## start Record extracts
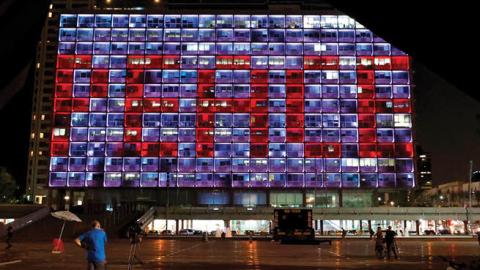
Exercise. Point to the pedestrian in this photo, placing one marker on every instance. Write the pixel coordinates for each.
(390, 241)
(8, 240)
(372, 233)
(379, 248)
(94, 242)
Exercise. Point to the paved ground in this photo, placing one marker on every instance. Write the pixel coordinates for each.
(230, 254)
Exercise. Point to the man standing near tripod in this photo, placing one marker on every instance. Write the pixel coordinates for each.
(94, 242)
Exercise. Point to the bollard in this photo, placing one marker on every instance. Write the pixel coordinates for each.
(205, 236)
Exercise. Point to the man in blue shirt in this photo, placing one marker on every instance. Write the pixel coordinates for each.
(94, 242)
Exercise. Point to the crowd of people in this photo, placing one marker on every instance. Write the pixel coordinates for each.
(385, 243)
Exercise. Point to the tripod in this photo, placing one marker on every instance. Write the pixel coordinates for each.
(132, 256)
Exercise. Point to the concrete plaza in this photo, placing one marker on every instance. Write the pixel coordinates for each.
(236, 254)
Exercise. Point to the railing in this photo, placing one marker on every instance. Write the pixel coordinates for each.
(338, 213)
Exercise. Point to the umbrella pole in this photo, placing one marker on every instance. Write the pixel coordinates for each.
(61, 232)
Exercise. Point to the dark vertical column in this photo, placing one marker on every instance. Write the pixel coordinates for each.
(340, 198)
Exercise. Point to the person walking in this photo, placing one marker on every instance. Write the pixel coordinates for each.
(94, 242)
(372, 233)
(8, 240)
(379, 249)
(390, 241)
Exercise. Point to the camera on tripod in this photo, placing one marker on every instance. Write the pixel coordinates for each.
(135, 233)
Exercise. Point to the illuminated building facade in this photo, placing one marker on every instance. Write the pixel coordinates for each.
(228, 101)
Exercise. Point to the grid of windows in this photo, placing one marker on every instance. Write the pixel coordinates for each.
(229, 101)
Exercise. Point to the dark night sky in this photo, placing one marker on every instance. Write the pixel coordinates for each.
(440, 38)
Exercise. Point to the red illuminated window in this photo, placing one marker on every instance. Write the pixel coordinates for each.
(294, 105)
(132, 149)
(364, 63)
(153, 61)
(205, 135)
(65, 61)
(169, 105)
(171, 61)
(294, 76)
(150, 149)
(241, 62)
(241, 105)
(259, 135)
(331, 150)
(99, 76)
(295, 120)
(205, 120)
(133, 134)
(204, 149)
(365, 77)
(259, 105)
(64, 76)
(385, 150)
(63, 90)
(133, 105)
(133, 120)
(258, 150)
(259, 76)
(367, 150)
(329, 62)
(152, 104)
(59, 149)
(206, 76)
(99, 90)
(401, 106)
(294, 91)
(366, 120)
(312, 62)
(313, 150)
(400, 62)
(367, 135)
(295, 135)
(80, 104)
(404, 150)
(224, 62)
(366, 106)
(258, 120)
(136, 61)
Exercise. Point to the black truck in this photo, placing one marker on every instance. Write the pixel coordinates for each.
(294, 226)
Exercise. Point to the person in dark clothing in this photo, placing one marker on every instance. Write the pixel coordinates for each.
(390, 241)
(8, 240)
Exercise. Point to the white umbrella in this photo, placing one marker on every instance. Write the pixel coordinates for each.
(65, 216)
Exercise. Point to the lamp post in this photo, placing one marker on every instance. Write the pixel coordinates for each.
(470, 170)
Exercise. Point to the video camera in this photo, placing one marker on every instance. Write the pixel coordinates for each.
## end Record extracts
## Problem details
Set out every line of the records above as a numbered list, skipping any blank lines. Leave the pictures out of your answer.

## Worked answer
1. Exercise. Point to the pedestrian in this photo, placing one marker on every instance. Write the pixel coordinates for each.
2. (390, 241)
3. (8, 240)
4. (372, 233)
5. (379, 248)
6. (94, 242)
7. Exercise. Point to the paved ground in this photo, placing one marker on every instance. Write the pixel coordinates for each.
8. (230, 254)
9. Exercise. Point to the man standing near tripod in this photo, placing one marker on every instance. Write the pixel coordinates for each.
10. (94, 242)
11. Exercise. Point to the bollard in this photo, placing one marker on every instance. Write the pixel coordinates for each.
12. (205, 236)
13. Exercise. Point to the man in blue shirt in this photo, placing one marker on every instance. Write the pixel coordinates for each.
14. (94, 242)
15. Exercise. Point to the crowd of people in this photo, placing one marker on every instance. Write the pixel coordinates for each.
16. (385, 243)
17. Exercise. Point to the tripod in this photo, placing one marker on every instance. Write the pixel coordinates for each.
18. (132, 256)
19. Exercise. Point to the concrete plaza in this photo, placing one marker on every instance. Write the pixel coordinates for each.
20. (236, 254)
21. Exercise. Point to the railing in this photo, placing one marker on every instance. Write the pixel coordinates for each.
22. (338, 213)
23. Exercise. Point to the umbrella pole in this photo, placing one marker on every instance. Write the pixel coordinates for each.
24. (61, 232)
25. Exercise. Point to the dark vertical column in this photo, placing one marker on every instance. Write the pixel coordinates for each.
26. (340, 198)
27. Exercise. Point to the person walking in this photo, placing one marker on every instance. Write the pixel coordinates for each.
28. (94, 242)
29. (372, 233)
30. (8, 240)
31. (379, 249)
32. (390, 241)
33. Exercise. Point to the camera on tripod in this photo, placing one marker on every instance. Write the pixel coordinates for each.
34. (135, 233)
35. Exercise. Point to the illuminated building facade in this photo, placing one marker on every instance. Write the pixel coordinates for each.
36. (228, 101)
37. Exercise. Point to the grid of windows in this photo, placing one marker on every instance. Write the pixel coordinates for each.
38. (229, 101)
39. Exercise. Point to the dark night sky in this photo, placing one marker on every instance. Write the pixel coordinates for each.
40. (440, 38)
41. Exercise. Point to the red illuminated window in this photo, placing one marker on every instance. Write the pixel coordinates for each.
42. (294, 105)
43. (132, 149)
44. (364, 63)
45. (153, 61)
46. (205, 135)
47. (65, 61)
48. (169, 105)
49. (171, 61)
50. (294, 76)
51. (150, 149)
52. (241, 62)
53. (241, 105)
54. (259, 135)
55. (331, 150)
56. (99, 76)
57. (295, 120)
58. (205, 120)
59. (133, 134)
60. (204, 149)
61. (365, 77)
62. (259, 105)
63. (64, 76)
64. (385, 150)
65. (63, 90)
66. (133, 105)
67. (133, 120)
68. (258, 150)
69. (259, 76)
70. (367, 150)
71. (329, 62)
72. (152, 104)
73. (59, 149)
74. (206, 76)
75. (99, 90)
76. (401, 106)
77. (294, 91)
78. (366, 120)
79. (312, 62)
80. (313, 150)
81. (400, 62)
82. (367, 135)
83. (295, 135)
84. (80, 104)
85. (404, 150)
86. (224, 62)
87. (366, 106)
88. (258, 120)
89. (136, 61)
90. Exercise. Point to the black truck in this photo, placing one marker on every instance. Write the pixel coordinates for each.
91. (294, 226)
92. Exercise. Point to the person in dark clothing in this photo, placing one marker on every instance. Write the pixel coordinates for each.
93. (390, 241)
94. (8, 240)
95. Exercise. Point to the white umbrella in this photo, placing one marker on every instance. Write the pixel coordinates for each.
96. (65, 216)
97. Exercise. Point to the lamp post in this photo, placing one marker on every instance. Write the pixel coordinates for each.
98. (470, 170)
99. Exercise. Point to the video camera in this photo, placing one marker on every instance. Write the pixel coordinates for each.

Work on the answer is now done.